Curiosity may be key to distinguishing among identical twins — at least when it comes to rodents.
A new study of genetically identical mice throws more data into the long-running debate over how nurture affects nature — demonstrating for the first time that how inquisitive the animals are could affect the birth of new brain cells in a memory-related brain region and establish different volumes of brain neurons even in genetically identical mice. The research found that nearly one-fifth of the variation in the number of new nerve cells in the hippocampus was explained by how thoroughly the mice explored their surroundings.
The more interested the animals were in checking out new places, according to research published in Science, the more cells they had in this region as adults — even though as babies they had almost identical patterns of movement. “For the first time, we can show in animals a link between experience and activity and [structural changes in the] brain on an individual level,” says the study’s lead author Gerd Kempermann, a neuroscientist at the German Center for Neurodevelopmental Disease in Dresden.
“The most surprising and most important finding is that it shows [not only] that our brains are altered by the environment we live in, but that the life we live affects the structure of the brain,” says Jonas Frisen, a professor of molecular biology at Sweden’s Karolinska Institutet, who co-wrote a commentary on the study but was not associated with the research.
Kempermann and his colleagues studied 40 female mice that had been bred to be as genetically similar as human identical twins. They were housed together in a complicated three-level maze containing toys to challenge them. The maze was constructed with tubes connecting the levels to allow them to explore as large an area as they preferred. (Males were not included because their instinct to fight over territory would have made the research difficult to interpret.)
“It’s probably just small coincidences that make them [behave] differently to start with,” says Frisen. “What they show is that [the mice] are very similar at the onset of the study but become increasingly different over time.”

============

__Questions on the material__.
A. Summarize the article on curiosity in mice in two sentences.
B. Write out the part of the article on curiosity in mice that opens with the words "Curiosity may be" and closes with "explored their surroundings.", swapping "inquisitive" for "curious".

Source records
============

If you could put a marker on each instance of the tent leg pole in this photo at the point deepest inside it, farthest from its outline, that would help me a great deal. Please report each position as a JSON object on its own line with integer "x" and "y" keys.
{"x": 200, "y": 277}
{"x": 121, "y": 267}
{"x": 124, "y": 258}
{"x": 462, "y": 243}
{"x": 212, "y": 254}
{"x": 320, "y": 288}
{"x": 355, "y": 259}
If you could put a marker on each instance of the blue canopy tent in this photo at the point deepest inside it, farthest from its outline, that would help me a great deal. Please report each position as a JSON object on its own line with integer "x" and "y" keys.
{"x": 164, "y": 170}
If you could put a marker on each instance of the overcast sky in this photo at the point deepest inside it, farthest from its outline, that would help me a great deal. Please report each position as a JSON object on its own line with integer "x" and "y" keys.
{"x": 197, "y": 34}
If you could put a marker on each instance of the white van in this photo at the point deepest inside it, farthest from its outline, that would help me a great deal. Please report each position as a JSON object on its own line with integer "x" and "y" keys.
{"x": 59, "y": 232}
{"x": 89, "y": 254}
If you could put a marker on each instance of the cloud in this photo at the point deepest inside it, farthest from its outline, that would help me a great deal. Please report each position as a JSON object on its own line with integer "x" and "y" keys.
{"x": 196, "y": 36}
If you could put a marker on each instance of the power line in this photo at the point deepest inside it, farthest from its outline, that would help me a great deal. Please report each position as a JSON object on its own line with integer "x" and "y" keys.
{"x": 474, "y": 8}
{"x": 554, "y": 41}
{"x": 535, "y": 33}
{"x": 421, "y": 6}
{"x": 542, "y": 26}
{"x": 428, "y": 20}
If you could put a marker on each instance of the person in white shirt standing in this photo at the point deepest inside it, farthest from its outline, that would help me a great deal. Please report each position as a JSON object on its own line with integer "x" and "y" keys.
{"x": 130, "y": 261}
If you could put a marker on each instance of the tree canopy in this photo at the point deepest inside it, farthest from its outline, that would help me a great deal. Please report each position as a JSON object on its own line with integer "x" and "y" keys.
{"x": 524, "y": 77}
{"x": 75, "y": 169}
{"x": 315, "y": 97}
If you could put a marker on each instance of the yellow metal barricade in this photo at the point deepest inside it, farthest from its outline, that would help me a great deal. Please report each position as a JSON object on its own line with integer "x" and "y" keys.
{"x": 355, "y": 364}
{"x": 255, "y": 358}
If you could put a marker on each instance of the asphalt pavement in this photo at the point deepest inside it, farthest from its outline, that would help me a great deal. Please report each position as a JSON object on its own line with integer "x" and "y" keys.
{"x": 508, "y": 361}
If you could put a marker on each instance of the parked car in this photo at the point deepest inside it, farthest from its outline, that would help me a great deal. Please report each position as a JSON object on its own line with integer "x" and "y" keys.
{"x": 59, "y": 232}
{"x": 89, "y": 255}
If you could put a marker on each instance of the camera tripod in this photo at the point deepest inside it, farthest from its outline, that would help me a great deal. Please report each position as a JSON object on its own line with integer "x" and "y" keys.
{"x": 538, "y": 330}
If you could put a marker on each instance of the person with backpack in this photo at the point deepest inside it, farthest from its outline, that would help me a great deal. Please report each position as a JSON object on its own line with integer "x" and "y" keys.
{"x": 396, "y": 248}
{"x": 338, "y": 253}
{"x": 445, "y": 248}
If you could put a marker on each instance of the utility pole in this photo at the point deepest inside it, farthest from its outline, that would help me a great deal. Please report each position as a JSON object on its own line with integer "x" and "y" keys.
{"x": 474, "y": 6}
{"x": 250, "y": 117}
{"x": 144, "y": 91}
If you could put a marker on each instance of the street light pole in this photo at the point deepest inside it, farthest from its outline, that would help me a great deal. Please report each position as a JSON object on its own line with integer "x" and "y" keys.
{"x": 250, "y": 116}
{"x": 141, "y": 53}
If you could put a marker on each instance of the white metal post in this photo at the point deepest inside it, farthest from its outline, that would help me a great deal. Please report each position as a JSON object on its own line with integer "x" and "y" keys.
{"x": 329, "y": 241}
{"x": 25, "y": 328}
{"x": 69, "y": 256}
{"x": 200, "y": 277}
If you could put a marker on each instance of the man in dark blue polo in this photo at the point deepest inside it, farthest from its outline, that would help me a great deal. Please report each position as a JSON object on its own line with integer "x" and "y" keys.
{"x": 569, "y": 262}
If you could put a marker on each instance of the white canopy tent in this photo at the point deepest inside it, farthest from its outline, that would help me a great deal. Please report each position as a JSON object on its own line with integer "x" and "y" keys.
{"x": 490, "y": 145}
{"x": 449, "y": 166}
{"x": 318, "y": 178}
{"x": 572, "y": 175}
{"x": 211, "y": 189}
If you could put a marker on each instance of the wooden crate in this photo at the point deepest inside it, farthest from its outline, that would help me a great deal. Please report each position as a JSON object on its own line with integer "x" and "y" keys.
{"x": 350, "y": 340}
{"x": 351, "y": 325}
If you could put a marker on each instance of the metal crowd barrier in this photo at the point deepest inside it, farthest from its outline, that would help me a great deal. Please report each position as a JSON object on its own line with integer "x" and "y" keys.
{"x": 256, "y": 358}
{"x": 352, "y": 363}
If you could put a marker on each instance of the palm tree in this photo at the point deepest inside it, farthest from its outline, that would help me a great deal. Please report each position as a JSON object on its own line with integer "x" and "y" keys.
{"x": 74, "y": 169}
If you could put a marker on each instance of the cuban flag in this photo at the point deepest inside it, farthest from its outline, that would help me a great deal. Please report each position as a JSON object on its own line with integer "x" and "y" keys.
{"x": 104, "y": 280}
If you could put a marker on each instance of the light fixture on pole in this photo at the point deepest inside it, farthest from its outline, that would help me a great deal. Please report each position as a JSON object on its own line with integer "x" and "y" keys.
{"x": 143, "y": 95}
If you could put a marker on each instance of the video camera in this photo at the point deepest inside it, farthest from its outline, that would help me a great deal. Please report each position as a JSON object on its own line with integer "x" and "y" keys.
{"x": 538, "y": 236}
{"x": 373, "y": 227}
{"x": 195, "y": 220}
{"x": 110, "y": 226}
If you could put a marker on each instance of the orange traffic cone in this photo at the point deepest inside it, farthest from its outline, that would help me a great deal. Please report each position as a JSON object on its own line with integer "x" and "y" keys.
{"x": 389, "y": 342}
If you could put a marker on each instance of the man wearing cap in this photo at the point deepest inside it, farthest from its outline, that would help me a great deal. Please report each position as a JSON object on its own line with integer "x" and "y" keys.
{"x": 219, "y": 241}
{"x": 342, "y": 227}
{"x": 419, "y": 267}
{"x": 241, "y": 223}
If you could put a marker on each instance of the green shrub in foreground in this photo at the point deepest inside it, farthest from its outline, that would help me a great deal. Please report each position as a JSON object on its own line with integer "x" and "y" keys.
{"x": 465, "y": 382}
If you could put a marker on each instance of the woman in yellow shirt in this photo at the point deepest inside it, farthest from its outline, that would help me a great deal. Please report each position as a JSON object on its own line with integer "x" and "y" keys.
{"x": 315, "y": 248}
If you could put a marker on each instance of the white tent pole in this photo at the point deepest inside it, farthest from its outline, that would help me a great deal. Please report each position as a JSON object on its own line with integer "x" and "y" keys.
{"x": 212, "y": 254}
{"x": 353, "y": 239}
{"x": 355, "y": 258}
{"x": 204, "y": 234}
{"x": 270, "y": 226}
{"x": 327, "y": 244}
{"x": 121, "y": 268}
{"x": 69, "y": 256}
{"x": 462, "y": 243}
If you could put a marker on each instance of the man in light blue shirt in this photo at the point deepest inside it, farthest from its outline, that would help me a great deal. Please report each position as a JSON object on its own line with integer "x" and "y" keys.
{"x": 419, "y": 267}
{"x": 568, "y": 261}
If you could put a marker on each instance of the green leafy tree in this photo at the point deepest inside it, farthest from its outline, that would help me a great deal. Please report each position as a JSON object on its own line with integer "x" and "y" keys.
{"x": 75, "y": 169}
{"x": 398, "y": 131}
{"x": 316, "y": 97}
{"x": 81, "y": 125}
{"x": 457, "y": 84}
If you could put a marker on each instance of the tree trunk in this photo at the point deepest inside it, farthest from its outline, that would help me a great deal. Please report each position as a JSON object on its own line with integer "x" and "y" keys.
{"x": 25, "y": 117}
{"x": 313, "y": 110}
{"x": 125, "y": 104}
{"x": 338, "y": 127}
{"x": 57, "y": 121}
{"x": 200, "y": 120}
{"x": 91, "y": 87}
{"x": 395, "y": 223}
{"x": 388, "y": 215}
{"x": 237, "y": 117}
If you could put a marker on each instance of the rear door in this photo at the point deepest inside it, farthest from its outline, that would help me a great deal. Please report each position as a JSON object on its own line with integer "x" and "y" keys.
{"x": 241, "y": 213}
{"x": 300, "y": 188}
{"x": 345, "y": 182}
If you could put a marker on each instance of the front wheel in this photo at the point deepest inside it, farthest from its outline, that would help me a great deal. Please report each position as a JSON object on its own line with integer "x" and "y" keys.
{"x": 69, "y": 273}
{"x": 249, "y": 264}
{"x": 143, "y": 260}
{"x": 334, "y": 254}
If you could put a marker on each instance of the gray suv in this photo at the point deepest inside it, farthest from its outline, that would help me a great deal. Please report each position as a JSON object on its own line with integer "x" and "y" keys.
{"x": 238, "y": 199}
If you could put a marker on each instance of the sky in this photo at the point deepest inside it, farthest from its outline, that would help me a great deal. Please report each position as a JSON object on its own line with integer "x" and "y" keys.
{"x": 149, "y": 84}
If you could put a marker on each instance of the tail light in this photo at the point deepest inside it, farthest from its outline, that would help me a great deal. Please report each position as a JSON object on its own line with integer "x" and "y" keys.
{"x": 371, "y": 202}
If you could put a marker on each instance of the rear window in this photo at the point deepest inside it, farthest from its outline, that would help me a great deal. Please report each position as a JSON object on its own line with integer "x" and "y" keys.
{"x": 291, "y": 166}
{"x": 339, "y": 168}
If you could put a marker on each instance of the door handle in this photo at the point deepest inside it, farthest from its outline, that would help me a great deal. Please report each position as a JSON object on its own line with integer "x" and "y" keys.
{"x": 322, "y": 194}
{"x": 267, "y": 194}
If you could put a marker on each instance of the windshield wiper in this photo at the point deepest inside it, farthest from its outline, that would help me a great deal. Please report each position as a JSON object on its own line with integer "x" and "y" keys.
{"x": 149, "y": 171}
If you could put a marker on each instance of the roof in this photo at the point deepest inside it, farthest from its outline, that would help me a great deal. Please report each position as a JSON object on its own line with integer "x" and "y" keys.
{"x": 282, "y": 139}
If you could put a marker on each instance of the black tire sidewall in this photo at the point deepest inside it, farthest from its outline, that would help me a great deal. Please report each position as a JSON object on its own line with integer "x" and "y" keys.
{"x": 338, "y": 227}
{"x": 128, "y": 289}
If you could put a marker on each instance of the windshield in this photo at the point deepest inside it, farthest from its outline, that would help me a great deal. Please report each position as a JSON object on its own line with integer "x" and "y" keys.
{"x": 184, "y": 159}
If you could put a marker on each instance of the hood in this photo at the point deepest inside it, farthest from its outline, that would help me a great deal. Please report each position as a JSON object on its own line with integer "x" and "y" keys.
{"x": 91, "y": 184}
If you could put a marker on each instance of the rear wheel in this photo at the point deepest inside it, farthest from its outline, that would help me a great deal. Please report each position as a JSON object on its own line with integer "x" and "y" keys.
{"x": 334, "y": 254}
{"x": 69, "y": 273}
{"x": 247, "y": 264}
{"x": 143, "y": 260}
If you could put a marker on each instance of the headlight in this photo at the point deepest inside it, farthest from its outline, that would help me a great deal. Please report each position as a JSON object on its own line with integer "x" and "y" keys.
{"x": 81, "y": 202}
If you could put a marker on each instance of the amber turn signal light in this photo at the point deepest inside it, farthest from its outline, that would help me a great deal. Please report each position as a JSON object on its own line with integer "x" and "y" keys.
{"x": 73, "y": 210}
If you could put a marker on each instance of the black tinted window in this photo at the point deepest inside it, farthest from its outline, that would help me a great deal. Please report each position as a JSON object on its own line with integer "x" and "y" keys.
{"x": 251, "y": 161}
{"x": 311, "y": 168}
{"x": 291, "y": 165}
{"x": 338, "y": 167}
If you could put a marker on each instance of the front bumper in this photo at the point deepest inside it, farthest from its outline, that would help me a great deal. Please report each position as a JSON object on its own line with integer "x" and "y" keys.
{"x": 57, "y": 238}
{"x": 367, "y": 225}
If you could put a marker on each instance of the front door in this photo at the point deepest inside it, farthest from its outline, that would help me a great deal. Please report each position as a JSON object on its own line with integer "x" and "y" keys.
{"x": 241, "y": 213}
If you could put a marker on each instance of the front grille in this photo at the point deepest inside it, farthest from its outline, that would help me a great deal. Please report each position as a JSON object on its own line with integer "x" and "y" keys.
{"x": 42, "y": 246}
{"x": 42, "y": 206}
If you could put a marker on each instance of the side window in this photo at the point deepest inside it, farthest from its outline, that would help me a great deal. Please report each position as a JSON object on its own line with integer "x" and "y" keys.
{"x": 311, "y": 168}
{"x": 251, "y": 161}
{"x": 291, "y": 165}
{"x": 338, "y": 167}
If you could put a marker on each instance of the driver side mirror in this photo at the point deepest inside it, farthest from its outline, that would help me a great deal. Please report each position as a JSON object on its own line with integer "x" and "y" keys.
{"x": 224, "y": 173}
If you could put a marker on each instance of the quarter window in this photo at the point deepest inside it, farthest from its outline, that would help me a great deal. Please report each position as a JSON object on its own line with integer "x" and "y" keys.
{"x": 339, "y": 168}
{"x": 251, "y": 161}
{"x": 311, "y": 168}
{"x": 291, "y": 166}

============

__Outputs for the tasks__.
A. A study of 40 genetically identical female mice found that the more thoroughly the animals explored their surroundings, the more new nerve cells they had in the hippocampus as adults, with exploration explaining nearly one-fifth of the variation. The mice were very similar at the start but became increasingly different over time, which Jonas Frisen says shows that the life lived affects the structure of the brain.

B.
Curiosity may be key to distinguishing among identical twins — at least when it comes to rodents.
A new study of genetically identical mice throws more data into the long-running debate over how nurture affects nature — demonstrating for the first time that how curious the animals are could affect the birth of new brain cells in a memory-related brain region and establish different volumes of brain neurons even in genetically identical mice. The research found that nearly one-fifth of the variation in the number of new nerve cells in the hippocampus was explained by how thoroughly the mice explored their surroundings.